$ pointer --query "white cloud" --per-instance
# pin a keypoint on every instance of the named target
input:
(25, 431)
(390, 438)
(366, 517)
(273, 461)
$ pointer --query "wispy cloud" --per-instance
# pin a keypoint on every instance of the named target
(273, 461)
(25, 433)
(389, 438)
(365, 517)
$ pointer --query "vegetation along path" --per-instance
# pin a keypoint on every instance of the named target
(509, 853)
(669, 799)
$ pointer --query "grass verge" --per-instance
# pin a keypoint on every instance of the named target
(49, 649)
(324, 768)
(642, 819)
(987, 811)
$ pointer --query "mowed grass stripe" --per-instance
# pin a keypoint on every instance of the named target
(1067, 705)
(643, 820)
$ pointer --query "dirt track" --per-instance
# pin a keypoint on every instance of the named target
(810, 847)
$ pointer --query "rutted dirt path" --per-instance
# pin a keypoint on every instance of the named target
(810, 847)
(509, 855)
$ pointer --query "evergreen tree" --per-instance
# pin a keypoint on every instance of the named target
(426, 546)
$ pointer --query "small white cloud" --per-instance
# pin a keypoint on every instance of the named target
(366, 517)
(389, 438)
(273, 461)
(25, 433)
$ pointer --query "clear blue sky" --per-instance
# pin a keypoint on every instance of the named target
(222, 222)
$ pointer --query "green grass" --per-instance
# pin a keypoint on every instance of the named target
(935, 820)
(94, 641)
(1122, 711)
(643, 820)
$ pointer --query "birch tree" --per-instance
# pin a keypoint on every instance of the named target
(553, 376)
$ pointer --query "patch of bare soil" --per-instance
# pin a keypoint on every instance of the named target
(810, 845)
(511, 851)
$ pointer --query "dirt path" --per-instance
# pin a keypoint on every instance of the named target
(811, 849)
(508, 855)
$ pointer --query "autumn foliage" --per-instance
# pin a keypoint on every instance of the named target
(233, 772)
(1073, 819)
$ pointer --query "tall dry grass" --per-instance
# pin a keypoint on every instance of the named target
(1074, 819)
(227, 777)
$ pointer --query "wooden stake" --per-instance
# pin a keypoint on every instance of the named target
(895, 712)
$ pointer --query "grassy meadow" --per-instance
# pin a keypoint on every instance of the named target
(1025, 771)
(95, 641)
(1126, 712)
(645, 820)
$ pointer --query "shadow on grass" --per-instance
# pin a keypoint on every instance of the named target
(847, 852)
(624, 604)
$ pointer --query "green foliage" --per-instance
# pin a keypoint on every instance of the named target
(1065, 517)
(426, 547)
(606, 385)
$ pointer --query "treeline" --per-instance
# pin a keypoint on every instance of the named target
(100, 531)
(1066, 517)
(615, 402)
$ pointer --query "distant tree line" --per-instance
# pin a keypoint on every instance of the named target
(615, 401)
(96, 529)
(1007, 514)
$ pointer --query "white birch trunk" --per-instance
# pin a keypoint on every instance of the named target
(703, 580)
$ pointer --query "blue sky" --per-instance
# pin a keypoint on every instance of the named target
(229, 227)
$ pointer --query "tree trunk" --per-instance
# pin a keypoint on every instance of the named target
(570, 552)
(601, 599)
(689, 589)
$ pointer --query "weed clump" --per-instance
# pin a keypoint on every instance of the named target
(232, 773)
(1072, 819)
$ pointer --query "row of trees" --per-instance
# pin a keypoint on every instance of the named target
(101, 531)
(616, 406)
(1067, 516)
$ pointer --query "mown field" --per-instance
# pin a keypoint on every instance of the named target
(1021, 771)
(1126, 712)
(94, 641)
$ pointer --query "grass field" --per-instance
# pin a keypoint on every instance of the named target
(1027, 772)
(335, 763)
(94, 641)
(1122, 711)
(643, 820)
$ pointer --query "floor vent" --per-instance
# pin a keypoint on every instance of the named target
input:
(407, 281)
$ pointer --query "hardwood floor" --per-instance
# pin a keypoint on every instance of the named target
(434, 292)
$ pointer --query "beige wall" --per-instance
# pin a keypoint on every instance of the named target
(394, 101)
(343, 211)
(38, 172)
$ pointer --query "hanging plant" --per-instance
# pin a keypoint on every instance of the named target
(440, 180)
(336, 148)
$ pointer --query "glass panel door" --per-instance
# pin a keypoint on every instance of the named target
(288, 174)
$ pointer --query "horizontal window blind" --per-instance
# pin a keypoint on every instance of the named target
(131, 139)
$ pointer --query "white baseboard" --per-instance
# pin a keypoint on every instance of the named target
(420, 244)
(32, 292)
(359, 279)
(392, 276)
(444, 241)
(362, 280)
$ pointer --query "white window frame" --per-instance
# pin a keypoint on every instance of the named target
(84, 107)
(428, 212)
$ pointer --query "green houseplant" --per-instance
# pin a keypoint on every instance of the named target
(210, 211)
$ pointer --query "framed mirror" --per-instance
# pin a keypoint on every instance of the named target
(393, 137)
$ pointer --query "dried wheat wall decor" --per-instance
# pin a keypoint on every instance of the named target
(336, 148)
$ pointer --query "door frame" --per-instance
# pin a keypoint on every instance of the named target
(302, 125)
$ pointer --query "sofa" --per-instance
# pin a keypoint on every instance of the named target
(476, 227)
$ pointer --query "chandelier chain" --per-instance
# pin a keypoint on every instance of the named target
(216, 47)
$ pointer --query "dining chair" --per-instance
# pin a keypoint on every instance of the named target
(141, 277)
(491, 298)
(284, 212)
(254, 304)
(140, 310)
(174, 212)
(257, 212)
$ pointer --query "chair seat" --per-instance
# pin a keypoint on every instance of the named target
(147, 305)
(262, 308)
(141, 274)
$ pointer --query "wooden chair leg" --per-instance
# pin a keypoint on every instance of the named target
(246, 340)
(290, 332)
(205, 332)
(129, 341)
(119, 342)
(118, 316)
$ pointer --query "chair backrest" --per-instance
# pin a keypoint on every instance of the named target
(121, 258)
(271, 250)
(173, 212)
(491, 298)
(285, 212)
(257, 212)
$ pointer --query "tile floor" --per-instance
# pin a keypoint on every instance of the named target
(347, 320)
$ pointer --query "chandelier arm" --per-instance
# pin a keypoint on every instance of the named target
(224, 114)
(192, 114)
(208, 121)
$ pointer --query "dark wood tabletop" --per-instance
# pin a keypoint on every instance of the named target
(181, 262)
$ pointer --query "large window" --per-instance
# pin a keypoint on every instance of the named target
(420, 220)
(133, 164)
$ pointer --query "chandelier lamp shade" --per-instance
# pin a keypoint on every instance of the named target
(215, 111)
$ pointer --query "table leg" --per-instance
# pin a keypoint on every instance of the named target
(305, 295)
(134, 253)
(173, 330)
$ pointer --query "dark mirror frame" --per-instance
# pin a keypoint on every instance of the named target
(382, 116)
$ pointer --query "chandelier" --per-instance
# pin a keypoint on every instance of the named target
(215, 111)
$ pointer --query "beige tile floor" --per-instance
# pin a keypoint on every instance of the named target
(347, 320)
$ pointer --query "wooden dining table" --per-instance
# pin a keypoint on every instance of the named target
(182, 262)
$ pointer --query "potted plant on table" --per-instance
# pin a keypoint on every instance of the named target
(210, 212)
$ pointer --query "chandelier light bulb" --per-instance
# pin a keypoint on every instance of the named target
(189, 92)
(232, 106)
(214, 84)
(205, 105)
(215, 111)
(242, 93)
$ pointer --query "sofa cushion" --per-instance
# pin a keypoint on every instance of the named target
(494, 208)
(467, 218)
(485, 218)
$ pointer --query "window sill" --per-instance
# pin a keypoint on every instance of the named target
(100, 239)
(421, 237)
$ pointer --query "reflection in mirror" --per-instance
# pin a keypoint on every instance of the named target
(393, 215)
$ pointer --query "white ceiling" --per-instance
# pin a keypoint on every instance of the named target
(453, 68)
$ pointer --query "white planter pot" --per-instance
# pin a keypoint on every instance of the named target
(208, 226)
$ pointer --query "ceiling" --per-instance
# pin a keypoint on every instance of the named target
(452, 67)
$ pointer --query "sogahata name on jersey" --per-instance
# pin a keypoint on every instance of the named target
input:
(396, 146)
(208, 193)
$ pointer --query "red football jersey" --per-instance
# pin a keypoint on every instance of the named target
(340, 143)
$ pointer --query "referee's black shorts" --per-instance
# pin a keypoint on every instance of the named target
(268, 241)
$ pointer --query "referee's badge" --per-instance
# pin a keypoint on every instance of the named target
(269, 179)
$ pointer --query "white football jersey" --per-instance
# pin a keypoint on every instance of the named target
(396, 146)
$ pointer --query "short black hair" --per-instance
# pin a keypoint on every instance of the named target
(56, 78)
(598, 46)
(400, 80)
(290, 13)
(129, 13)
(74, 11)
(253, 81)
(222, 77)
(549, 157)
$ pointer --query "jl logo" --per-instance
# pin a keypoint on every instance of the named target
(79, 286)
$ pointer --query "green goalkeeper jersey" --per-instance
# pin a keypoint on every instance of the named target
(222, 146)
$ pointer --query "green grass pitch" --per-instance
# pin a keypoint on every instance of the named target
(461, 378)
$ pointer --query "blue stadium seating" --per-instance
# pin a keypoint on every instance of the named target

▶ Work to be completed
Locate each line in the records above that contains the word "wooden" and copy those lines out in full.

▶ Answer for the task
$ pointer --query "wooden stake" --per-instance
$ pointer --query "wooden chair leg" --per-instance
$ pointer --query "wooden dining table" --per-instance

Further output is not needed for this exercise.